__Questions on the material__
**a.** Rewrite everything in the plant-based eating passage from "Vegetables, fruits, nuts, seeds, grains, beans" down to "for health reasons.", substituting "dietitians" for "RDNs".
**b.** According to the plant-based eating passage, what percentage of consumers believe a product described as "plant-based" would be healthier than one that is not?

__Page extract__
Plant-based eating has been trending steadily upwards for the past several years, but a recent blog post from the Hartman Group suggests that with the increased attention on health and wellness surrounding COVID-19, “plant-based eating certainly has the potential to gain further traction among consumers.”
Vegetables, fruits, nuts, seeds, grains, beans and legumes have, of course, long been the basis of healthy eating recommendations in the US Dietary Guidelines and in other dietary recommendations around the world. While the plant-based concept is not new to RDNs, the lingo can be confusing to consumers. Some people mistakenly consider plant-based eating on par with vegetarian or vegan diets, but flexitarian eating or a Mediterranean diet probably come closest to describing a plant-based style. Unlike vegans, for example, who eschew animal foods based on a philosophy of animal rights, people who decide to eat plant-based tend to do so for health reasons.
A new survey from the International Food Information Council (IFIC) confirms the Hartman Group’s prediction that interest in plant-based foods is growing: 28% of respondents to the IFIC survey say they are eating more protein from plant sources, 24% are eating more plant-based dairy alternatives and 17% are eating more plant-based meat alternatives compared to 2019. These increases may be tied to a health halo associated with the term plant-based: more than four in 10 consumers (43%) think that a product described as “plant-based” would be healthier than one that is not, even if it had the exact same Nutrition Facts label.

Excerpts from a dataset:
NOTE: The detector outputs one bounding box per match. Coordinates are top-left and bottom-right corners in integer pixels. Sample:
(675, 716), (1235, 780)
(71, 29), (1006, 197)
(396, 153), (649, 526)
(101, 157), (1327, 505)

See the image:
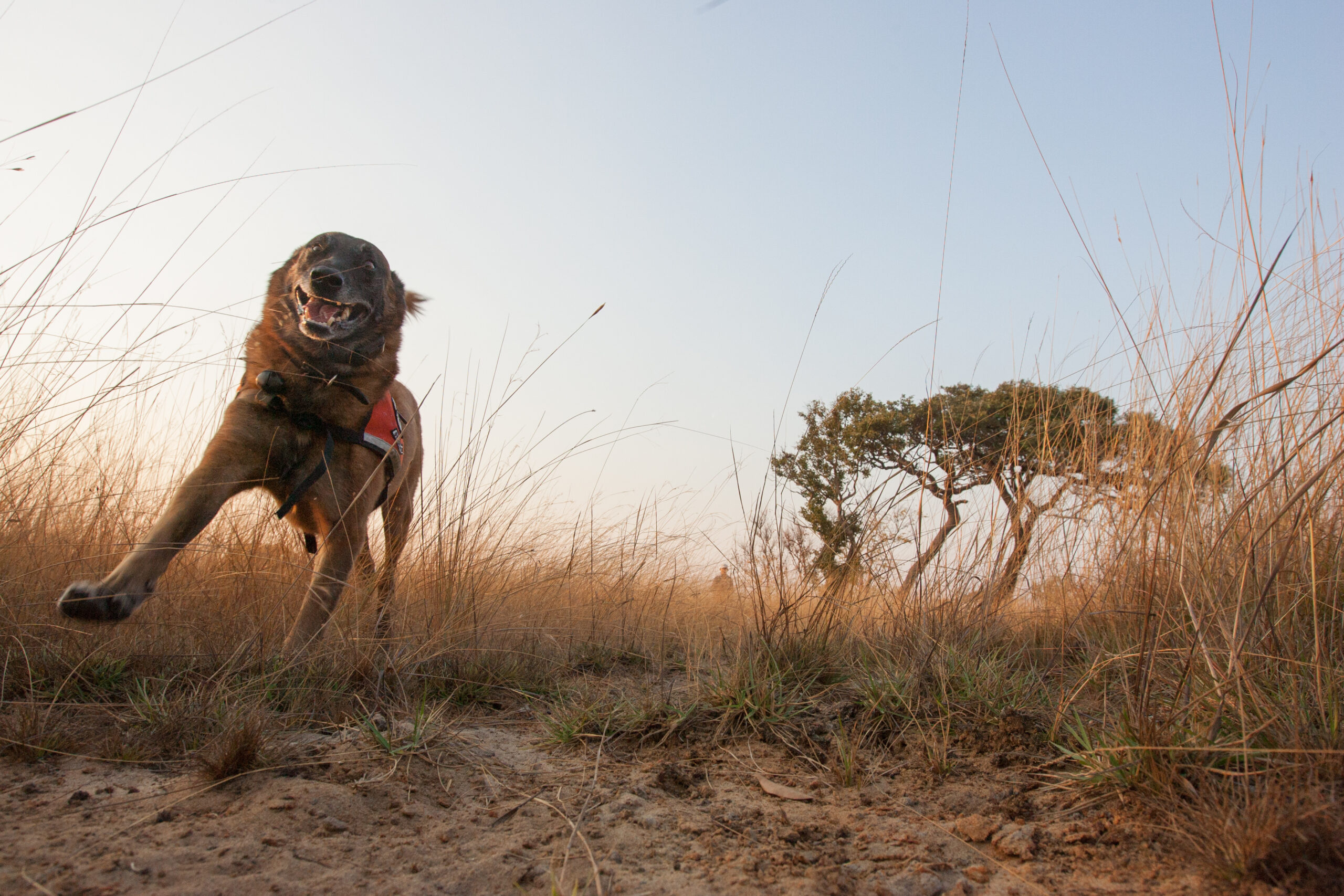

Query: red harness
(235, 371), (406, 553)
(363, 392), (406, 457)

__Outputs by task__
**a.**
Vegetables, fruits, nuts, seeds, grains, beans and legumes have, of course, long been the basis of healthy eating recommendations in the US Dietary Guidelines and in other dietary recommendations around the world. While the plant-based concept is not new to dietitians, the lingo can be confusing to consumers. Some people mistakenly consider plant-based eating on par with vegetarian or vegan diets, but flexitarian eating or a Mediterranean diet probably come closest to describing a plant-based style. Unlike vegans, for example, who eschew animal foods based on a philosophy of animal rights, people who decide to eat plant-based tend to do so for health reasons.

**b.** 43%, more than four in 10 consumers.